#### Kumpulan Tugas
A - Tentukan apakah setiap pernyataan berikut sesuai dengan teks berita tentang UUD 1945. Jawab ya atau tidak, lalu kutip kata-kata penentunya dari teks. (i) Audiensi berlangsung di kantor DPD RI pada hari Jumat. (ii) Selama 20 tahun sejak 2002, kondisi membaik. (iii) Menuk Wulandari hadir sebagai perwakilan buruh dari PPMI.
B - Menurut teks berita tentang UUD 1945, dengan pola apa penyempurnaan dilakukan setelah kembali ke naskah asli?
C - Lanjutkan teks berita tentang UUD 1945 setelah kalimat terakhirnya.

INDOSatu.co – JAKARTA – Ketua DPD RI, AA LaNyalla Mahmud Mattalitti, menegaskan, satu-satunya solusi memulihkan kedaulatan rakyat kepada bangsa ini hanya dengan kembali ke UUD 1945 sesuai naskah asli, untuk kemudian dilakukan penyempurnaan dengan pola adendum.
Karena UUD hasil amandemen 1999-2002 sudah terbukti meninggalkan Pancasila dan membuat Indonesia semakin liberalis dan kapitalistis. Dan selama 20 tahun sejak 2002, kondisi bukan membaik. Tapi semakin menguatkan oligarki ekonomi dan politik.
Hal itu disampaikan LaNyalla saat menerima audiensi sejumlah elemen masyarakat, mahasiswa dan buruh yang tergabung dalam Aliansi Rakyat Menggugat (ARM) di kantor DPD RI, Komplek Parlemen Senayan Jakarta, Jumat (22/7).
Hadir dalam pertemuan tersebut, koordinator ARM Menuk Wulandari, perwakilan Konsentrasi Mahasiswa Peduli Bangsa (Konsemapsa) Razaq Ode, perwakilan buruh dari Persaudaraan Pekerja Muslim Indonesia (PPMI) Daeng, dan beberapa aktivis lainnya.
Sedangkan Ketua DPD RI didampingi Senator asal Lampung Bustami Zainudin dan Senator asal Kalimantan Selatan Pangeran Syarif Abdurrahman Bahasyim, Staf Khusus Ketua DPD RI Togar M. Nero dan Brigjen Pol Amostian, Kabiro Setpim DPD RI Sanherif S. Hutagaol, dan Kapusperjakum DPD RI Andi Erham.

#### Data Tersimpan
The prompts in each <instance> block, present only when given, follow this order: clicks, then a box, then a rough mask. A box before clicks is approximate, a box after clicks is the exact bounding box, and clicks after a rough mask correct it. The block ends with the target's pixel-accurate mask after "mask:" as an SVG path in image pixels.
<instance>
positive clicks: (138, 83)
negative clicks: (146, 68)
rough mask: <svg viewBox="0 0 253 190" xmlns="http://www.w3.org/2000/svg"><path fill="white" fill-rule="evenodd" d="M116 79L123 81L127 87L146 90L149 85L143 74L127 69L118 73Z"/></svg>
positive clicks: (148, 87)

#### Jawaban Latihan Ini
A -
(i) Ya: "di kantor DPD RI, Komplek Parlemen Senayan Jakarta, Jumat (22/7)".
(ii) Tidak: "Dan selama 20 tahun sejak 2002, kondisi bukan membaik."
(iii) Tidak: "koordinator ARM Menuk Wulandari".

B - Penyempurnaan dilakukan dengan pola adendum.

C -
“Pasti ada pihak-pihak yang tidak mau kembali ke UUD 1945, dengan simplifikasi seolah kembali ke Orde Lama dan Orde Baru. Padahal konsep nilai UUD 1945 itu paling sesuai. Makanya hanya perlu disempurnakan dengan cara adendum agar tidak mengulang kesalahan masa lalu.
“Saya katakan, mereka yang menolak sistem asli Indonesia ini hanya ada dua, yaitu yang sekarang menikmati kekayaan Indonesia, dan mereka yang belum memahami secara utuh sistem nilai yang digali para pendiri bangsa ini,” tukas LaNyalla.
Setelah MK menolak gugatan DPD RI soal Presidential Threshold (PT), LaNyalla mengaku akan memimpin perjuangan untuk mengembalikan kedaulatan negara ini kepada rakyat sebagai pemilik sah.
“Kita harus kembali ke UUD 45 asli, untuk kemudian kita sempurnakan dengan cara adendum, bukan mengganti total konstitusi seperti UUD 2002 yang isinya 95 persen berbeda dengan UUD 1945,” tegasnya lagi.
Cara yang dilakukan adalah dengan menggerakkan semangat dan menyadarkan pikiran berbagai elemen masyarakat serta para tokoh bangsa mengapa harus kembali ke UUD 1945.
Karena itu, LaNyalla akan terus menemui satu per satu tokoh, baik di lingkungan Lembaga Negara, Ketua Partai, Tokoh Masyarakat dan Pimpinan Ormas. Dia juga membuka diri untuk bertemu semua elemen masyarakat.
“Kenapa harus kembali ke UUD 1945 karena sejak Amandemen 1999 sampai 2002 itu negara ini semakin jauh dari merdeka, rakyat semakin miskin, sumber daya alam semakin dikuras oleh oligarki yang rakus. UUD 1945 adalah solusinya,” ucap LaNyalla.
Menurut LaNyalla dalam pemilihan Presiden pun, dia ingin sesuai UUD 1945, yaitu mengembalikan pemilihannya kepada MPR RI sebagai lembaga tertinggi di Republik ini.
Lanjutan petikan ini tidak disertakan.